__Given problem__. Every line must be returned precisely as it is written.

>> BEGIN Task inputs

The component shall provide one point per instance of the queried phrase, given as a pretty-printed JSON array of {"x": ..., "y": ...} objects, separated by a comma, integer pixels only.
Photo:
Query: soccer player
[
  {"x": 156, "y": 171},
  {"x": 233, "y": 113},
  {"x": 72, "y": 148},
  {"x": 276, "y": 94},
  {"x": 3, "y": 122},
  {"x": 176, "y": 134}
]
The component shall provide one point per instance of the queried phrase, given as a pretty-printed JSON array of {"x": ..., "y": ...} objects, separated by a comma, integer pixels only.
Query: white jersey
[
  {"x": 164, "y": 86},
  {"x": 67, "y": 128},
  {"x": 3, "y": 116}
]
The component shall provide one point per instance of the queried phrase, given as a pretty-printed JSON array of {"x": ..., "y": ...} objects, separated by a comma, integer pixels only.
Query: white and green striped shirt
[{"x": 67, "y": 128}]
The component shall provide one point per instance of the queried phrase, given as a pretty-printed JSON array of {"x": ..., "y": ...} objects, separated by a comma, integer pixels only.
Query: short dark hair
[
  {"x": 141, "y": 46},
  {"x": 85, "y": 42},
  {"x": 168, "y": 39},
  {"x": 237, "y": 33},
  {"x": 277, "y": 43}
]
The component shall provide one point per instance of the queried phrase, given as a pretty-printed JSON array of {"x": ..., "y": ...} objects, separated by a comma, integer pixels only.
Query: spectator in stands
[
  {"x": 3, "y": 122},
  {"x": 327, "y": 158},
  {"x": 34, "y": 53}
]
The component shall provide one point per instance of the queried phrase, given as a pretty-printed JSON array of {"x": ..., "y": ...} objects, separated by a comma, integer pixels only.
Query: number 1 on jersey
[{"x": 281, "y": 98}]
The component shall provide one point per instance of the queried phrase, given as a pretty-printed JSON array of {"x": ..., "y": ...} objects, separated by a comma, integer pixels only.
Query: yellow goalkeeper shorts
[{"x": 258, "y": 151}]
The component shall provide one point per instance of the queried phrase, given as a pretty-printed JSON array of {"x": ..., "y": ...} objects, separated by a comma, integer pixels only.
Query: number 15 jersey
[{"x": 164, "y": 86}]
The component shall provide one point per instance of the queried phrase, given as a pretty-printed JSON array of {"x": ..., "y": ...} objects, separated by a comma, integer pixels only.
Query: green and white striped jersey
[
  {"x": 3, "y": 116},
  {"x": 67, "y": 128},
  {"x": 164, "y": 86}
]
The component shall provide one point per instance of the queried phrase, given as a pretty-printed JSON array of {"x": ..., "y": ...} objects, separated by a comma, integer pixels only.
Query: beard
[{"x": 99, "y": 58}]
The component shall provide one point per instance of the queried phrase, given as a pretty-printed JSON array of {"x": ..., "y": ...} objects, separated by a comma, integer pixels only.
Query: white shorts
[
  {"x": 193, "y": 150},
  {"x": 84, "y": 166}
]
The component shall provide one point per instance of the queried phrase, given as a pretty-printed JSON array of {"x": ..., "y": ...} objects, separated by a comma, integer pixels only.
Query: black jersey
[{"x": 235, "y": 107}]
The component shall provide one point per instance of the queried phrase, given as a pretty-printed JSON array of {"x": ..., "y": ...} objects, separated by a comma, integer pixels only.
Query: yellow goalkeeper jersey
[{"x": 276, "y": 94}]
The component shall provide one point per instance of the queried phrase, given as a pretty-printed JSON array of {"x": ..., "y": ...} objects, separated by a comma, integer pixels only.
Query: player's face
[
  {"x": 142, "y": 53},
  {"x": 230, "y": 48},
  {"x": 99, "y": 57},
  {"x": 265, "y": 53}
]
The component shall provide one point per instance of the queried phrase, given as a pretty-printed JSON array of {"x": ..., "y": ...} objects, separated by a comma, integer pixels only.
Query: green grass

>> END Task inputs

__Exercise result__.
The component shall provide one point per instance of the queried phrase, given as a pretty-printed JSON array of {"x": ..., "y": ...} objects, separated by a comma, integer pixels only.
Photo:
Query: soccer player
[
  {"x": 156, "y": 171},
  {"x": 233, "y": 113},
  {"x": 72, "y": 148},
  {"x": 276, "y": 94},
  {"x": 3, "y": 122},
  {"x": 176, "y": 134}
]
The component shall provide one point per instance of the queried phrase, given as a pretty-printed JSON array of {"x": ..., "y": ...} objects, separated by a comma, integer pixels only.
Query: white jersey
[
  {"x": 164, "y": 86},
  {"x": 67, "y": 128},
  {"x": 3, "y": 116}
]
The component shall provide one point per instance of the queried phrase, given as a pretty-printed JSON array of {"x": ..., "y": ...} objects, separated by a comma, integer pixels only.
Query: white and green striped shirt
[{"x": 67, "y": 128}]
The component shall provide one point per instance of the queried phrase, given as a pretty-printed JSON array of {"x": ..., "y": ...} objects, separated by a comma, integer pixels only.
Query: short dark hair
[
  {"x": 141, "y": 46},
  {"x": 85, "y": 42},
  {"x": 168, "y": 39},
  {"x": 237, "y": 33},
  {"x": 277, "y": 43}
]
The component shall provide one point per instance of the queried phrase, given as a pretty-printed JSON array of {"x": ..., "y": ...} objects, separated by a comma, integer pixels only.
Query: spectator in stands
[
  {"x": 3, "y": 122},
  {"x": 327, "y": 158},
  {"x": 34, "y": 53}
]
The component shall provide one point per instance of the queried phrase, given as a pretty-printed JSON array of {"x": ..., "y": ...} objects, separated by a comma, integer pixels only.
Query: number 1 on jersey
[{"x": 281, "y": 98}]
The component shall provide one point per instance of the queried phrase, given as a pretty-printed JSON array of {"x": ..., "y": ...} objects, separated by a comma, integer pixels only.
Query: yellow goalkeeper shorts
[{"x": 258, "y": 151}]
The component shall provide one point per instance of the queried phrase, given as a pretty-printed JSON array of {"x": ..., "y": ...} objects, separated by a comma, integer pixels only.
Query: number 15 jersey
[{"x": 164, "y": 86}]
The component shall provide one point per instance of the queried phrase, given as a pretty-printed JSON array of {"x": ..., "y": ...} objects, separated by a comma, integer pixels only.
Query: green and white striped jersey
[
  {"x": 3, "y": 116},
  {"x": 67, "y": 128},
  {"x": 164, "y": 86}
]
The component shall provide one point per instance of the queried phrase, given as a pretty-printed JSON array of {"x": ..., "y": ...} objects, separated by a comma, integer pixels only.
Query: beard
[{"x": 99, "y": 58}]
The component shall provide one point per instance of the queried phrase, given as a pretty-printed JSON array of {"x": ..., "y": ...} objects, separated by a comma, integer pixels only.
Query: white shorts
[
  {"x": 193, "y": 150},
  {"x": 84, "y": 166}
]
The component shall provide one point per instance of the queried phrase, given as a pretty-printed JSON array of {"x": ..., "y": ...} objects, separated by a comma, integer pixels only.
Query: black jersey
[{"x": 235, "y": 107}]
The component shall provide one point per instance of the queried phrase, given as a pretty-printed JSON array of {"x": ..., "y": ...} objects, separated by a comma, integer pixels only.
Query: yellow goalkeeper jersey
[{"x": 276, "y": 94}]
The component shall provide one point per instance of the queried phrase, given as a pretty-printed JSON array of {"x": ..., "y": ...} objects, separated by a comma, integer pixels only.
Query: player's face
[
  {"x": 142, "y": 53},
  {"x": 230, "y": 48},
  {"x": 99, "y": 57},
  {"x": 265, "y": 53}
]
The component shall provide one point per instance of the queried phrase, given as a pretty-printed JSON array of {"x": ..., "y": ...} objects, separated by a comma, integer pixels only.
Query: green grass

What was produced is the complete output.